(Required action) Line by line, give the data again exactly as it appears.

----- Records for the exercise -----

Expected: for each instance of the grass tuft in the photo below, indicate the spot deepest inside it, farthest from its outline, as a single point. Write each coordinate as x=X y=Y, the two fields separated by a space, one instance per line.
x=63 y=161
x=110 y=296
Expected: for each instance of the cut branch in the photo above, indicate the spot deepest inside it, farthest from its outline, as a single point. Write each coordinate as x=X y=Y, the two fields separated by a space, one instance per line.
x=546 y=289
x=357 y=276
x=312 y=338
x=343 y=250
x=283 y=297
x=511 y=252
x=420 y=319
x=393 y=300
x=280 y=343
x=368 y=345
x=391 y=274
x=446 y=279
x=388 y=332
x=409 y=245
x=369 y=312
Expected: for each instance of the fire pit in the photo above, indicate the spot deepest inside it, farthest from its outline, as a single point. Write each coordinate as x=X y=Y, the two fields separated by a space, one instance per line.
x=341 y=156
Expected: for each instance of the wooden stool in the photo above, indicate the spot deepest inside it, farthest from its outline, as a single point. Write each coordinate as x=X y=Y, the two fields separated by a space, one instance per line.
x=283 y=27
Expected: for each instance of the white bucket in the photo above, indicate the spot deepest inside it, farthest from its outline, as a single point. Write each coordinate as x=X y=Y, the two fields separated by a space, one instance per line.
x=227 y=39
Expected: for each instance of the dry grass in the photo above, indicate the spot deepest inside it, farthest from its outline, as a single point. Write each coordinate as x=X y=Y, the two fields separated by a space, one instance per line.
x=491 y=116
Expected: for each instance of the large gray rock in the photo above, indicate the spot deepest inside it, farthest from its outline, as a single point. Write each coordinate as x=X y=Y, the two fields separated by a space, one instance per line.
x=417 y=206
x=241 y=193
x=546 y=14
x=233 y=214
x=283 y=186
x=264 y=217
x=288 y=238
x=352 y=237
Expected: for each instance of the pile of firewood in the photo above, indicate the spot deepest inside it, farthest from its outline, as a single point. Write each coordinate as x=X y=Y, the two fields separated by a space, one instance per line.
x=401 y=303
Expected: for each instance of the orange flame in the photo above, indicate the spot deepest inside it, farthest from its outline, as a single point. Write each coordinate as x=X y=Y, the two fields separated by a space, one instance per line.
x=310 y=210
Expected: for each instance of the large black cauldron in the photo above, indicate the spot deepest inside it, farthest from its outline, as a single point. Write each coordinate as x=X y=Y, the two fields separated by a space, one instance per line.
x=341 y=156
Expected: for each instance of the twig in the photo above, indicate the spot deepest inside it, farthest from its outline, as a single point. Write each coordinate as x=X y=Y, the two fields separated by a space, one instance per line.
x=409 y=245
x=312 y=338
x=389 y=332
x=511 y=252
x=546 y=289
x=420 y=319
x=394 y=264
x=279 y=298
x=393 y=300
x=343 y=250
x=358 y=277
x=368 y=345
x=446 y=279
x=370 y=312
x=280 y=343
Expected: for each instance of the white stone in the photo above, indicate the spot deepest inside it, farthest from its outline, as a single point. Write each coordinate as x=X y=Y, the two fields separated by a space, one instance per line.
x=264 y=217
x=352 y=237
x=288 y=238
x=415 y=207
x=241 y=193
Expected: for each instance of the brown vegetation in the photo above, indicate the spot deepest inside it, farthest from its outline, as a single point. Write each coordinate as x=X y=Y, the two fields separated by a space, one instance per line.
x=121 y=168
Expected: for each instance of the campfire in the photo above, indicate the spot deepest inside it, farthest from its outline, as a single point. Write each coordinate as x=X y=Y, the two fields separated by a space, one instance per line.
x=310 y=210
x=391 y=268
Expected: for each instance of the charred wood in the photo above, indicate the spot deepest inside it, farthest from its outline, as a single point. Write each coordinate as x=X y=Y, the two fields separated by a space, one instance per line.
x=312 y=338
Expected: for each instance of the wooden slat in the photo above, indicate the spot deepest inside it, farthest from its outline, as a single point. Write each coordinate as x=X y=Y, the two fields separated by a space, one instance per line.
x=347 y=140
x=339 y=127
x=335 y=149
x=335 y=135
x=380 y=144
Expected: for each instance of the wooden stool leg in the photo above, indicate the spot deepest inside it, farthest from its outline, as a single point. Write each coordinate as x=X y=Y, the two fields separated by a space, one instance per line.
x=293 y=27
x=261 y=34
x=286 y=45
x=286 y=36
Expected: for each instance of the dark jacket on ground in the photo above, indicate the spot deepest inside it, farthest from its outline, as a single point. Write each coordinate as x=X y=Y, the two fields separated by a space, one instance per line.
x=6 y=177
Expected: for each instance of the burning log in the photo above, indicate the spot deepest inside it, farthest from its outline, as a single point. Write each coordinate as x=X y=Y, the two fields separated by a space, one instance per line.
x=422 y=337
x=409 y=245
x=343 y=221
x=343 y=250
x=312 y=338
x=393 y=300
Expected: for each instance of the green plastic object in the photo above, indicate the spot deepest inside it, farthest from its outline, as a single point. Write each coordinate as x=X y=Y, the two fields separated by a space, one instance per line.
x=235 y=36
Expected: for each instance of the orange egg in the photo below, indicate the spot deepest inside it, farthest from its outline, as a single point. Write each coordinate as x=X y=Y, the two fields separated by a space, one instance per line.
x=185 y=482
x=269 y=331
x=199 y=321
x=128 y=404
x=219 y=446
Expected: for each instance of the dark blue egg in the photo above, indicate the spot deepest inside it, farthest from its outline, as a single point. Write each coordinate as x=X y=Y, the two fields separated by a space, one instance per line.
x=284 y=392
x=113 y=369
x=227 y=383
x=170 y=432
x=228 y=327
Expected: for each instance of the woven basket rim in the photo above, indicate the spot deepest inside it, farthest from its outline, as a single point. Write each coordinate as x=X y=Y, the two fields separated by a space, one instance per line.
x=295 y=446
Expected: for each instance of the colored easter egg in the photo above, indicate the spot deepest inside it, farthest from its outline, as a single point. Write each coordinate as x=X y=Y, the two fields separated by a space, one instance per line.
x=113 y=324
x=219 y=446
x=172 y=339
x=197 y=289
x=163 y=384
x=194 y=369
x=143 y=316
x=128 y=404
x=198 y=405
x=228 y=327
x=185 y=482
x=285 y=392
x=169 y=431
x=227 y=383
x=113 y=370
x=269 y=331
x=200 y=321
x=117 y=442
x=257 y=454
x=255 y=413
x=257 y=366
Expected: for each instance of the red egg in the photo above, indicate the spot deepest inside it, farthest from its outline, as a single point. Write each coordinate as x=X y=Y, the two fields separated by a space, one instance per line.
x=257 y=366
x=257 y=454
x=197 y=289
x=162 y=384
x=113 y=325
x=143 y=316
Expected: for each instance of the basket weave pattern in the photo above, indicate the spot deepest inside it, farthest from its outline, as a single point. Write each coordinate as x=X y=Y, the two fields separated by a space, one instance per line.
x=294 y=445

-----

(Response to this exercise)
Expected: for each instance of the grass tuft in the photo below, indicate the spot deepest inside it, farthest from its outline, as a single point. Write each coordinate as x=X y=Y, the two fields separated by a space, one instance per line.
x=63 y=161
x=110 y=296
Expected: for each instance of the cut branch in the photo above, indicate the spot deepest inside it, farthest from its outline, as a single point. Write each coordinate as x=X y=Y, the two fields separated by a space, one instance per line.
x=546 y=289
x=357 y=276
x=312 y=338
x=343 y=250
x=283 y=297
x=511 y=252
x=420 y=319
x=393 y=300
x=280 y=343
x=368 y=345
x=391 y=274
x=446 y=279
x=388 y=332
x=409 y=245
x=369 y=312
Expected: for each instance of the fire pit in the photo above, indicate the spot deepest inside it, farthest from its outline, as a single point. Write each coordinate as x=X y=Y, the two fields separated by a space, one instance per line.
x=341 y=156
Expected: for each instance of the wooden stool in the photo above, indicate the spot deepest inside it, farthest from its outline, as a single point. Write each coordinate as x=X y=Y, the two fields separated by a space, one instance per line.
x=283 y=27
Expected: for each instance of the white bucket in the photo above, indicate the spot deepest inside it, farthest from its outline, as a single point. Write each coordinate as x=X y=Y, the two fields separated by a space, one instance per line.
x=227 y=39
Expected: for each instance of the dry grass in the photo above, indicate the spot deepest inside it, farthest from its outline, as a single point. Write each coordinate as x=X y=Y, the two fields separated by a space, one instance per line.
x=491 y=116
Expected: for each instance of the large gray rock in the photo above, indicate the spot deepest inside it, farthest from its outline, as a single point. Write each coordinate as x=X y=Y, the two fields separated by a space, one instance per line.
x=417 y=206
x=241 y=193
x=546 y=14
x=233 y=214
x=283 y=186
x=264 y=217
x=288 y=238
x=352 y=237
Expected: for each instance of the pile of firewood in the photo above, indicate the spot deepest inside it, farthest from its outline, as a single point. Write each coordinate as x=X y=Y, the two fields separated by a space, one instance per line.
x=401 y=303
Expected: for each instance of the orange flame in the photo above, indicate the spot deepest inside it, farthest from its outline, as a single point. Write each coordinate as x=X y=Y, the two fields separated by a space, one instance per line.
x=310 y=210
Expected: for each instance of the large black cauldron in the photo above, indicate the spot deepest inside it, farthest from its outline, as a single point. Write each coordinate as x=X y=Y, the two fields separated by a space, one instance per line.
x=341 y=156
Expected: for each instance of the twig in the photo above, indicate the spot deepest inside it, farthest from its outline, as a single point. Write each coordinate as x=X y=Y, the two fields separated by a space, one instance per line.
x=409 y=245
x=312 y=338
x=389 y=332
x=511 y=252
x=546 y=289
x=420 y=319
x=394 y=264
x=279 y=298
x=393 y=300
x=343 y=250
x=358 y=277
x=368 y=345
x=446 y=279
x=370 y=312
x=280 y=343
Expected: for each instance of the white stone in the photo above, indicate the spot deepest inside it, farthest from its outline, as a single point. Write each coordinate as x=X y=Y, the two fields separated by a space, one instance per line.
x=264 y=217
x=352 y=237
x=288 y=238
x=415 y=207
x=241 y=193
Expected: for each instance of the brown vegetation in the photo above, indicate the spot deepest inside it, farthest from its outline, as a single point. Write each coordinate as x=X y=Y, the two fields separated by a space, one instance per line.
x=121 y=168
Expected: for each instance of the campfire in the photo above, indicate the spot deepest inside it, farthest from its outline, as a single point. Write each coordinate as x=X y=Y, the two fields separated by a space, one instance per line.
x=310 y=210
x=391 y=268
Expected: for each instance of the charred wood in the photo above, indicate the spot deepest inside it, farthest from its outline, as a single point. Write each coordinate as x=X y=Y, the two fields separated by a space, one instance per line.
x=312 y=338
Expected: for each instance of the wooden slat in the photo above, indicate the spot deepest inside it, farthest from its outline, as a single point. Write each coordinate as x=X y=Y, the two fields separated by a space, one instance per line.
x=347 y=140
x=339 y=127
x=335 y=149
x=335 y=135
x=380 y=144
Expected: for each instance of the wooden stool leg in the photo above, indicate the spot deepest inside it, farthest from its outline, as a single point. Write each coordinate as x=X y=Y, the two fields separated by a space, one instance per line.
x=293 y=27
x=261 y=34
x=286 y=45
x=286 y=36
Expected: for each instance of the dark jacket on ground in the photo above, indicate the spot deepest inside it, farthest from its outline, as a single point. Write each coordinate as x=X y=Y, the two fields separated by a space, one instance per line.
x=6 y=177
Expected: for each instance of the burning log in the photo above, indicate the spot deepest inside it, farthest from its outline, as a single point. Write each coordinate as x=X y=Y, the two fields separated by a space, one instance per line.
x=422 y=337
x=409 y=245
x=343 y=221
x=343 y=250
x=312 y=338
x=393 y=300
Expected: for each instance of the green plastic object in the photo above, indicate the spot deepest inside it, farthest from its outline, as a single point. Write each coordinate as x=X y=Y, the two fields separated by a space, one instance per line.
x=235 y=36
Expected: for each instance of the orange egg in the photo below, indicate the spot deepest inside it, farthest from its outline, as a single point. Write each coordinate as x=X y=Y, the two fields separated by a space, one instance per line.
x=185 y=482
x=269 y=331
x=199 y=321
x=128 y=404
x=219 y=446
Expected: for each instance of the dark blue egg in the photo above, indicate the spot deepest inside it, farthest from its outline, as a single point. Write each coordinate as x=X y=Y, the two fields separated by a space, one instance per line.
x=284 y=392
x=113 y=369
x=227 y=383
x=170 y=432
x=228 y=327
Expected: for each instance of the woven basket rim in the photo above, indicate the spot deepest inside it, farthest from its outline, as a single point. Write each coordinate as x=X y=Y, the two fields separated by a space, one instance per line.
x=295 y=446
Expected: for each instance of the colored easter egg in the photo above, indicate the spot deepest inside it, farthest from its outline, as a single point. Write each coordinate as x=X y=Y, the two fields separated by a space, one instance per line.
x=113 y=324
x=219 y=446
x=172 y=339
x=197 y=289
x=163 y=384
x=194 y=369
x=143 y=316
x=128 y=404
x=198 y=405
x=228 y=327
x=185 y=482
x=285 y=392
x=169 y=431
x=227 y=383
x=113 y=370
x=269 y=331
x=200 y=321
x=117 y=442
x=257 y=454
x=255 y=413
x=257 y=366
Expected: for each instance of the red egg in the photo above, indicate the spot deepest inside it, farthest from its outline, as a single point. Write each coordinate as x=X y=Y, the two fields separated by a space, one instance per line.
x=257 y=366
x=257 y=454
x=197 y=289
x=162 y=384
x=113 y=325
x=143 y=316
Expected: for each instance of the basket weave pattern in the photo above, indicate the spot deepest inside it, farthest from its outline, as a single point. Write each coordinate as x=X y=Y, the two fields separated by a space, one instance per line.
x=294 y=445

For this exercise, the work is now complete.